_Registros mostrados:_
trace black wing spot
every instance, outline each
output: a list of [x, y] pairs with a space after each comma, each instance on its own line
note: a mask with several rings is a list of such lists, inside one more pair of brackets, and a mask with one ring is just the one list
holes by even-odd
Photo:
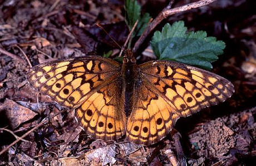
[[144, 133], [147, 132], [148, 131], [149, 131], [149, 128], [147, 127], [143, 127], [143, 132]]
[[134, 126], [134, 131], [138, 131], [139, 129], [140, 129], [140, 128], [139, 128], [139, 126]]
[[201, 95], [202, 95], [200, 93], [198, 92], [196, 94], [195, 94], [195, 97], [196, 97], [197, 98], [199, 98], [201, 97]]
[[60, 83], [57, 83], [56, 85], [56, 87], [57, 87], [57, 88], [60, 88], [60, 87], [61, 87], [61, 84], [60, 84]]
[[163, 119], [161, 118], [159, 118], [156, 120], [156, 124], [157, 124], [158, 125], [161, 124], [162, 123], [163, 123]]
[[111, 123], [109, 123], [109, 124], [107, 124], [107, 127], [109, 127], [109, 128], [112, 128], [113, 124], [112, 124]]
[[67, 89], [65, 89], [63, 90], [63, 92], [65, 95], [68, 95], [70, 93], [70, 91]]
[[188, 98], [186, 99], [186, 101], [188, 101], [188, 102], [191, 102], [193, 100], [193, 99], [192, 97], [188, 97]]
[[86, 114], [87, 114], [88, 116], [92, 116], [92, 110], [87, 110], [87, 111], [86, 111]]
[[103, 127], [103, 126], [104, 126], [104, 123], [103, 123], [102, 122], [99, 122], [98, 124], [99, 124], [99, 127]]

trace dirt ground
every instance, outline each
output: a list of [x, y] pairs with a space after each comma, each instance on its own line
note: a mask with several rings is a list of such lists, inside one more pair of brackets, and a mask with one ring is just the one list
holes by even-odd
[[[176, 1], [173, 7], [195, 1]], [[139, 2], [153, 18], [169, 3]], [[190, 165], [255, 164], [255, 6], [254, 0], [219, 0], [174, 15], [157, 28], [182, 20], [189, 30], [205, 30], [226, 43], [211, 71], [230, 80], [235, 93], [175, 125]], [[26, 79], [31, 66], [46, 61], [109, 51], [118, 56], [118, 48], [96, 23], [122, 45], [129, 32], [122, 1], [0, 0], [0, 165], [175, 162], [171, 137], [149, 147], [93, 139], [78, 126], [73, 110], [37, 92]], [[141, 55], [139, 61], [152, 59]]]

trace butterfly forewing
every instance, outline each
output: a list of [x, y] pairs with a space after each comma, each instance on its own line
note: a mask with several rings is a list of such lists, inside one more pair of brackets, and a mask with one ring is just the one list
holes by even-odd
[[91, 91], [119, 76], [120, 68], [116, 61], [100, 56], [68, 58], [36, 66], [27, 78], [34, 88], [60, 105], [76, 108]]
[[135, 84], [136, 102], [126, 132], [127, 140], [137, 143], [157, 142], [179, 117], [223, 102], [234, 92], [225, 79], [183, 64], [152, 61], [138, 69], [141, 83]]
[[[40, 92], [75, 108], [94, 138], [114, 140], [126, 133], [127, 140], [143, 144], [163, 138], [179, 117], [223, 102], [234, 92], [228, 80], [183, 64], [152, 61], [133, 66], [126, 71], [113, 60], [88, 56], [38, 65], [27, 78]], [[134, 69], [134, 77], [126, 77]]]

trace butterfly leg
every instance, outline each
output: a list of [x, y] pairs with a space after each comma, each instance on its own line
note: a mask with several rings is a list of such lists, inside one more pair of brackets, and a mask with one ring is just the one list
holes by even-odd
[[179, 166], [186, 166], [186, 157], [185, 157], [183, 149], [182, 149], [181, 144], [180, 142], [180, 139], [181, 136], [180, 133], [176, 129], [173, 128], [171, 133], [174, 134], [173, 135], [173, 139], [174, 141], [174, 145], [175, 146], [176, 151], [177, 152], [178, 158], [178, 165]]

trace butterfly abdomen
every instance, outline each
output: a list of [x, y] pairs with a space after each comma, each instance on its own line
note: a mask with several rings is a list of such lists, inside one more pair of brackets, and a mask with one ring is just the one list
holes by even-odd
[[129, 117], [132, 109], [134, 95], [135, 78], [136, 77], [137, 65], [136, 64], [123, 64], [122, 65], [122, 77], [124, 82], [123, 95], [125, 96], [125, 112]]

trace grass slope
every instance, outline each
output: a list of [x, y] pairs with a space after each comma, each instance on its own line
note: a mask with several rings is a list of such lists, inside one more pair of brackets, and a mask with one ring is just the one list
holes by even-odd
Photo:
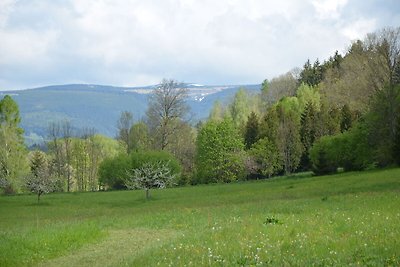
[[0, 266], [400, 264], [400, 169], [0, 198]]

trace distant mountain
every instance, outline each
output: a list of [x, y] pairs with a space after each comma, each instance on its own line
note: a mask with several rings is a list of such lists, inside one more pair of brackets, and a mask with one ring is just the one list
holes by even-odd
[[[223, 103], [229, 101], [239, 88], [260, 90], [260, 85], [182, 86], [189, 91], [188, 104], [194, 123], [208, 116], [216, 100]], [[121, 111], [132, 112], [136, 120], [144, 117], [148, 96], [155, 87], [68, 84], [3, 91], [0, 97], [9, 94], [18, 103], [21, 126], [25, 130], [27, 144], [31, 145], [44, 140], [50, 122], [63, 120], [69, 120], [76, 130], [95, 128], [98, 133], [113, 137]]]

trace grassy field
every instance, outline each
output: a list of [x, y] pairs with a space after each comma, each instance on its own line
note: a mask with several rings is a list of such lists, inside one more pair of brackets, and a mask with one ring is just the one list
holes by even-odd
[[0, 266], [399, 266], [400, 169], [0, 197]]

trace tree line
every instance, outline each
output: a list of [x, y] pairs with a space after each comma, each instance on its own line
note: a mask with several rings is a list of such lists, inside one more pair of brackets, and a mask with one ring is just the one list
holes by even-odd
[[[163, 80], [144, 119], [121, 113], [115, 139], [92, 129], [73, 135], [69, 122], [52, 123], [46, 153], [26, 151], [18, 107], [6, 96], [0, 102], [0, 185], [4, 192], [19, 191], [18, 177], [51, 176], [57, 191], [148, 192], [157, 184], [232, 182], [298, 171], [328, 174], [400, 163], [400, 28], [368, 34], [344, 55], [335, 52], [322, 63], [307, 60], [301, 69], [264, 80], [261, 87], [258, 93], [241, 88], [229, 101], [215, 102], [209, 117], [194, 125], [187, 89]], [[49, 174], [38, 174], [41, 165]], [[158, 182], [149, 182], [145, 174]]]

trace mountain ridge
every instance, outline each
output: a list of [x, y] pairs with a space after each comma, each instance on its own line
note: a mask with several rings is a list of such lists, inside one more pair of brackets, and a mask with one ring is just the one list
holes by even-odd
[[[188, 89], [187, 103], [194, 123], [207, 118], [213, 103], [227, 102], [239, 88], [259, 91], [261, 85], [200, 85], [182, 83]], [[100, 134], [114, 137], [116, 122], [122, 111], [130, 111], [135, 120], [145, 116], [148, 96], [158, 85], [120, 87], [97, 84], [62, 84], [21, 90], [0, 91], [0, 97], [11, 95], [18, 103], [21, 127], [27, 145], [42, 143], [49, 123], [68, 120], [77, 131], [94, 128]]]

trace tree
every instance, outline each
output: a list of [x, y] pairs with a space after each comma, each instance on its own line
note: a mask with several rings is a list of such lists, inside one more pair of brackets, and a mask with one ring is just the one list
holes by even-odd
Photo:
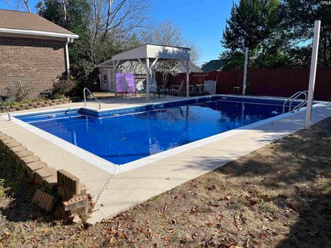
[[[13, 10], [18, 10], [19, 7], [21, 6], [21, 3], [23, 3], [23, 8], [25, 8], [29, 13], [31, 12], [31, 9], [29, 6], [29, 2], [28, 0], [15, 0], [15, 1], [11, 1], [11, 0], [0, 0], [0, 2], [5, 3], [7, 4], [8, 6], [10, 7], [10, 8]], [[15, 5], [16, 6], [13, 6]]]
[[[311, 52], [311, 42], [308, 41], [312, 41], [314, 21], [321, 20], [318, 64], [331, 68], [331, 7], [323, 5], [319, 0], [284, 0], [283, 8], [284, 23], [290, 32], [291, 41], [299, 44], [291, 48], [292, 52], [294, 49], [300, 53], [308, 49]], [[308, 61], [299, 63], [309, 65], [310, 56], [305, 59]]]
[[245, 48], [259, 57], [262, 68], [270, 62], [266, 61], [270, 55], [280, 55], [288, 41], [281, 10], [278, 0], [241, 0], [239, 4], [233, 3], [221, 40], [226, 50], [221, 58], [228, 60], [225, 69], [242, 68]]

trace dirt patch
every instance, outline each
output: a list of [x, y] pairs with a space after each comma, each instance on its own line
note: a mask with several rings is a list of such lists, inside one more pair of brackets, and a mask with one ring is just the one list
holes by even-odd
[[66, 225], [30, 204], [33, 185], [1, 152], [0, 244], [330, 247], [330, 151], [328, 119], [93, 227]]

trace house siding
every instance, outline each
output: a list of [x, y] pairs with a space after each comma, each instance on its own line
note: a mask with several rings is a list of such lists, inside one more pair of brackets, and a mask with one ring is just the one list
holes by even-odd
[[52, 87], [66, 72], [63, 40], [0, 37], [0, 96], [21, 80], [31, 85], [31, 96]]

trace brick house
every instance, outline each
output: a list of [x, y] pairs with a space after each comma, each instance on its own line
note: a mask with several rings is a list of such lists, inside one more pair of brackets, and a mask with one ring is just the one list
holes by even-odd
[[0, 96], [28, 84], [33, 96], [70, 72], [68, 43], [78, 35], [32, 13], [0, 10]]

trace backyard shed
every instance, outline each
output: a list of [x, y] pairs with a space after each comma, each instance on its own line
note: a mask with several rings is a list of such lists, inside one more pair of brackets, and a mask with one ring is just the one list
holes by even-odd
[[[101, 90], [114, 91], [117, 96], [116, 70], [119, 65], [127, 61], [140, 63], [147, 75], [147, 99], [150, 97], [150, 74], [154, 65], [161, 61], [180, 61], [185, 69], [186, 96], [189, 96], [190, 48], [156, 44], [144, 44], [138, 48], [114, 55], [112, 59], [97, 66], [100, 68], [100, 85]], [[108, 85], [108, 86], [107, 86]]]
[[0, 10], [0, 96], [21, 81], [33, 96], [70, 73], [68, 44], [78, 35], [32, 13]]

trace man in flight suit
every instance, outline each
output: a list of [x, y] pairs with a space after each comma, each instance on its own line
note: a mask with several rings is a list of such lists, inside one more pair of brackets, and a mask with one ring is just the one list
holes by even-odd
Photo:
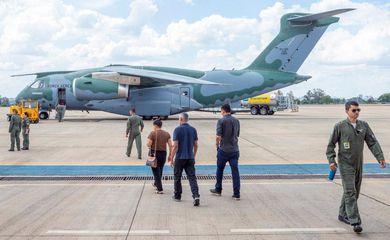
[[24, 113], [22, 121], [23, 147], [22, 150], [28, 150], [30, 146], [30, 120], [27, 113]]
[[[339, 220], [352, 225], [356, 233], [363, 230], [357, 199], [362, 183], [364, 142], [367, 143], [381, 168], [386, 167], [382, 149], [370, 126], [364, 121], [357, 120], [360, 110], [359, 103], [355, 101], [345, 104], [348, 118], [335, 125], [326, 150], [330, 169], [336, 170], [339, 167], [343, 183], [344, 194], [341, 199]], [[338, 143], [338, 166], [334, 150], [336, 143]]]
[[20, 151], [20, 130], [22, 127], [22, 118], [18, 114], [18, 110], [14, 109], [13, 115], [11, 116], [11, 121], [9, 123], [8, 132], [11, 137], [11, 148], [8, 150], [10, 152], [15, 151], [15, 141], [18, 151]]
[[137, 146], [138, 159], [141, 159], [142, 155], [142, 142], [141, 142], [141, 132], [144, 129], [144, 122], [142, 119], [135, 114], [135, 109], [130, 110], [130, 117], [127, 120], [126, 128], [126, 138], [128, 138], [127, 143], [127, 152], [126, 156], [130, 157], [131, 148], [133, 147], [133, 142], [135, 140], [135, 145]]

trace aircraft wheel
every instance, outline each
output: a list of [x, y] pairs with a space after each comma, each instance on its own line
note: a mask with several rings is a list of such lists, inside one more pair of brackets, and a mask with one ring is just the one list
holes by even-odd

_Qué hacer:_ Organiza como CSV de dos columnas, "texto" y "respuesta", los registros que van desde la línea que contiene "trace distant mountain" hasta la línea que contiene "133], [113, 137]]]", ambas incluidas. Usa una fila por registro y pon cada valor en un único campo entre comillas, con los saltos de línea sustituidos por espacios.

_Respuesta:_
texto,respuesta
"trace distant mountain every instance, outline each output: a list of [x, y] pairs with a space after each comma, each instance on its own line note: a mask with several rings is a list of such lists, inside one more pair of brackets, and a mask with one ring is just the one list holes by even-odd","[[[223, 103], [229, 101], [239, 88], [260, 90], [260, 85], [182, 86], [189, 91], [188, 104], [194, 123], [208, 116], [216, 100]], [[121, 111], [132, 112], [136, 120], [144, 117], [148, 96], [155, 87], [68, 84], [3, 91], [0, 97], [9, 94], [18, 103], [21, 126], [25, 130], [27, 144], [31, 145], [44, 140], [50, 122], [63, 120], [69, 120], [76, 130], [95, 128], [98, 133], [113, 137]]]"